Return each line in the records below that contains the string "trace", copied unchanged.

....................

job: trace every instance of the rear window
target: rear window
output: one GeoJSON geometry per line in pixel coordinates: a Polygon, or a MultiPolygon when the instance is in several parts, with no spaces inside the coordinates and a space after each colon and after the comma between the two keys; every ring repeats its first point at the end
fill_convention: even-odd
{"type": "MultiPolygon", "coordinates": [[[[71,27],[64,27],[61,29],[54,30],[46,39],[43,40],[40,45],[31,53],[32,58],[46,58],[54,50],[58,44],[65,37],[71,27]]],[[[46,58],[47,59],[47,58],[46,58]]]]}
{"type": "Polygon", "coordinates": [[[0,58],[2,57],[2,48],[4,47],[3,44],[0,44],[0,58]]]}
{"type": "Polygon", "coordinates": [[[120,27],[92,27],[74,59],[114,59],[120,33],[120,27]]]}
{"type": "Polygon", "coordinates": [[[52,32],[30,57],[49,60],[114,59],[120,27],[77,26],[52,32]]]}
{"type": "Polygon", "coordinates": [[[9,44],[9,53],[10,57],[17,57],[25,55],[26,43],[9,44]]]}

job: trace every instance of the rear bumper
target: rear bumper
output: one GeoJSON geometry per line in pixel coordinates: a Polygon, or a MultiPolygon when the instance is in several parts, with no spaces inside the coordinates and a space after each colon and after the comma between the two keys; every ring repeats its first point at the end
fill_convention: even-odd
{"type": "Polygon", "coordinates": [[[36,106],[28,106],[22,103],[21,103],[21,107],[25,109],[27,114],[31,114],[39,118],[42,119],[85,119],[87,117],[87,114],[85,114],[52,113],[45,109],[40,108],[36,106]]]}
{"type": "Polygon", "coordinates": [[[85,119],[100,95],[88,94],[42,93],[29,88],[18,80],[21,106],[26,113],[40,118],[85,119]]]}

....................

• WORKED SOLUTION:
job: trace every instance of the rear window
job: trace every instance of the rear bumper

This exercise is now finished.